■ TASK BRIEF:
Output the entries below exactly as written, omitting pictures.

(Point-per-instance localization data)
——————

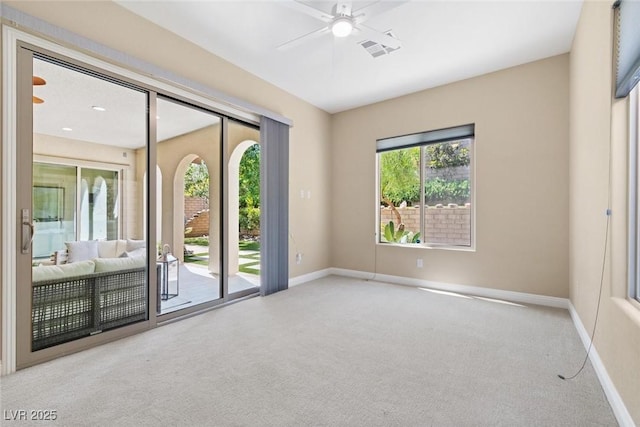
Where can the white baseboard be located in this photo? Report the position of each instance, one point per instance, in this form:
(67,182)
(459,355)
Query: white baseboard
(617,405)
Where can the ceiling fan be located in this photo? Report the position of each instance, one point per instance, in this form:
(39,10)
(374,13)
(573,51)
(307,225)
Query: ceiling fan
(38,81)
(344,21)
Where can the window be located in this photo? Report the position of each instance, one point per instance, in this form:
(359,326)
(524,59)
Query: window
(425,188)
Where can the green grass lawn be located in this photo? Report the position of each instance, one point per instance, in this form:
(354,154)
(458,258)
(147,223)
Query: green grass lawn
(202,258)
(249,245)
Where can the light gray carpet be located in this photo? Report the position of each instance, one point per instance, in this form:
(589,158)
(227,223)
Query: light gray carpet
(333,352)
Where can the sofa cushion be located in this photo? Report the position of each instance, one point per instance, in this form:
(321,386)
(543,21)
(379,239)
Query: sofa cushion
(51,272)
(116,264)
(82,250)
(111,248)
(132,245)
(137,253)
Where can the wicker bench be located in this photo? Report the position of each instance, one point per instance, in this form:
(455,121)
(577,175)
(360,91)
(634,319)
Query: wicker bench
(70,308)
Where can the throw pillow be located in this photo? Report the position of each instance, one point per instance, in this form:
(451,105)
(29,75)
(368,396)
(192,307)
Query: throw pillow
(82,251)
(132,245)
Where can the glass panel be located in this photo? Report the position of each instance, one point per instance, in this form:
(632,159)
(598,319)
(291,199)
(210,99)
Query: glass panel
(99,205)
(400,195)
(244,208)
(189,233)
(447,193)
(54,208)
(89,157)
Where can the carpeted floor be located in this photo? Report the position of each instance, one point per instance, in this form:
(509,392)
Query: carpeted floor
(333,352)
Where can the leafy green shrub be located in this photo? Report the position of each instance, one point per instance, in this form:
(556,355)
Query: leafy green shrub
(443,191)
(447,155)
(199,241)
(391,235)
(249,219)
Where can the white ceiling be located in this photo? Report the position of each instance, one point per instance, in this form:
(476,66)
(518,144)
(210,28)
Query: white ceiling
(443,42)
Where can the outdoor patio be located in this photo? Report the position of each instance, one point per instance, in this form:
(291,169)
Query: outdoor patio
(198,285)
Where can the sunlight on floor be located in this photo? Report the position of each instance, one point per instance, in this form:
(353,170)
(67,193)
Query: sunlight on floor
(455,294)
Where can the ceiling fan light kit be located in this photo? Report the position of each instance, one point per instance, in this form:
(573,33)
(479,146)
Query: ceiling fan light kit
(344,21)
(342,26)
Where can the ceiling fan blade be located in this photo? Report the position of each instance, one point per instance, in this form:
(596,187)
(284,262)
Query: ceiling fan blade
(378,37)
(367,12)
(39,81)
(308,10)
(305,38)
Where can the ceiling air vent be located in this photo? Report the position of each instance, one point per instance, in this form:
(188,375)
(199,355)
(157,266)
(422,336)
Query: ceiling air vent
(377,49)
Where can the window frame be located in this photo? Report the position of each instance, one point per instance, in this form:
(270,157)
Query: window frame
(428,138)
(634,197)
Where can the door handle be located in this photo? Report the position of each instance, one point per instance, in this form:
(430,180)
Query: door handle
(27,232)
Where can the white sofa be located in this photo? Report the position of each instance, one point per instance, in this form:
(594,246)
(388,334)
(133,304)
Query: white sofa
(101,286)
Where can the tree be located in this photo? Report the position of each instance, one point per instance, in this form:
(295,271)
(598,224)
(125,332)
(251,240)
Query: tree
(249,194)
(399,178)
(196,180)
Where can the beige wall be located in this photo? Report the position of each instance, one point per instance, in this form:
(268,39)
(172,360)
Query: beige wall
(521,161)
(598,127)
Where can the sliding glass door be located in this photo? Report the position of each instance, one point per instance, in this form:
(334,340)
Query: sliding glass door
(189,144)
(134,207)
(82,258)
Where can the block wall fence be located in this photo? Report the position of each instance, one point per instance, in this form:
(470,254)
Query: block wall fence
(450,224)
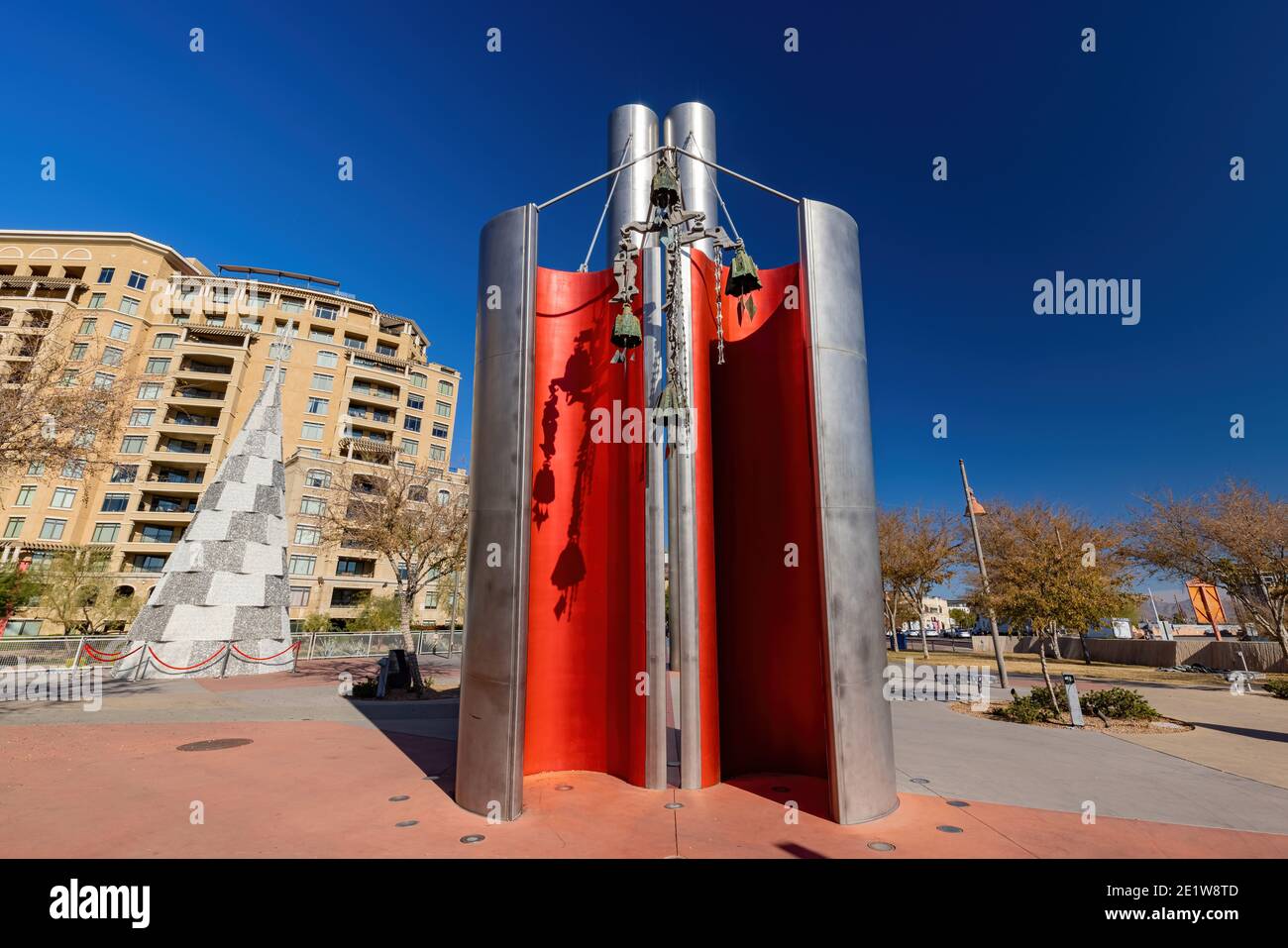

——————

■ THE ANSWER:
Where can the white baseboard be located in this photo? Report the position of each instance, one point per instance, in this form:
(67,182)
(459,355)
Query: white baseboard
(617,405)
Where can the ceiling fan be located in this photo? Report the position of each instance, one point per instance, in this form:
(39,10)
(374,13)
(573,51)
(307,225)
Query: ceiling fan
(38,81)
(344,21)
Where can the window be located in this photo? Report the position of each instance, one point per instance, in this form:
(359,326)
(524,59)
Query: window
(425,188)
Where can the green grass lawn be located in this photo? Report the position of each instance, one point per instance, in this form:
(354,154)
(458,258)
(147,223)
Query: green grass lawn
(202,258)
(249,245)
Where can the light gray carpet be located in this photo? Report the position of each instance, one point per instance, in this form:
(589,158)
(227,223)
Query: light gray carpet
(333,352)
Where can the sofa cushion be located in this photo? Report the position of each instance, one point per instance, in this form:
(321,386)
(543,21)
(379,239)
Query: sofa cushion
(51,272)
(116,264)
(82,250)
(111,248)
(132,245)
(137,253)
Where can the wicker bench be located in this photo? Report the position of each instance, one point per instance, in this form:
(455,121)
(577,175)
(360,91)
(634,319)
Query: wicker bench
(70,308)
Where can the throw pillow be located in this photo? Report the position of each instance, one point per instance, in this form:
(451,105)
(29,75)
(368,396)
(192,307)
Query: throw pillow
(82,251)
(132,245)
Where can the glass panel be located in this photo? Report the position of each instance, one point per instance, in this form:
(632,159)
(598,319)
(291,199)
(210,99)
Query: glass panel
(99,205)
(400,195)
(244,208)
(189,233)
(447,193)
(54,208)
(89,157)
Where can the carpeted floor be located in this photo? Report the position of each instance, one point per instance, in this form:
(509,392)
Query: carpeted floor
(333,352)
Where can the leafy green shrub be located in this photo? Report the position of each instance, one point per instance, in this form:
(556,355)
Query: leafy green shrub
(443,191)
(447,155)
(199,241)
(391,235)
(249,219)
Where can the white ceiling be located in this photo? Report the position of each instance, one point per instance, in this form:
(476,66)
(518,144)
(210,28)
Query: white ceiling
(443,42)
Where can the outdoor patio be located in this photo? Report the position of each instance, one point per instance, in this form:
(291,169)
Query: outdoor patio
(198,285)
Where can the sunlight on floor be located in this photo? Report the position of each instance, one point per instance, in this form:
(353,170)
(67,193)
Query: sunlight on floor
(455,294)
Where can the ceiling fan light kit be located in this photo? Report the position of each instance, one point per instance, in this form:
(573,33)
(479,146)
Query: ceiling fan light kit
(344,21)
(342,26)
Where can the ceiling fan blade be located in this photo? Report the position of each instance, one point per instance, in this form:
(596,187)
(284,262)
Query: ceiling fan blade
(378,37)
(367,12)
(39,81)
(308,10)
(305,38)
Where can the ceiling air vent be located in this photo? Report the position of each instance, one point per instance, in this form:
(188,375)
(199,355)
(157,266)
(422,336)
Query: ceiling air vent
(377,49)
Where can the window frame be located in this photo? Report the position of each instance, one point per instance, in this form:
(270,157)
Query: window frame
(428,138)
(634,197)
Where can the door handle be located in this photo? Report the position of each instance, one point per instance, in this form:
(430,180)
Query: door handle
(27,232)
Where can the white sofa be located in this photo? Report the position of each instance, one point per instance, in this form:
(594,246)
(388,334)
(133,304)
Query: white sofa
(101,286)
Where can the tree be located in this photo? Report the position of each instance, one point per instance, in this form:
(295,271)
(598,224)
(125,332)
(251,240)
Query: tree
(249,194)
(399,178)
(196,180)
Where can the beige wall be located in this photo? Report the position of each instance, one point per instance, in this form:
(268,39)
(172,360)
Query: beige wall
(521,161)
(598,127)
Where can the sliding glass door be located in this photo? Report the position of each instance, one point per instance, in this form:
(334,340)
Query: sliding glass door
(189,144)
(134,207)
(82,258)
Where can the block wall fence be located in this photo? Report the position of each instance, one point per instance, in this form:
(470,254)
Query: block wall fence
(450,224)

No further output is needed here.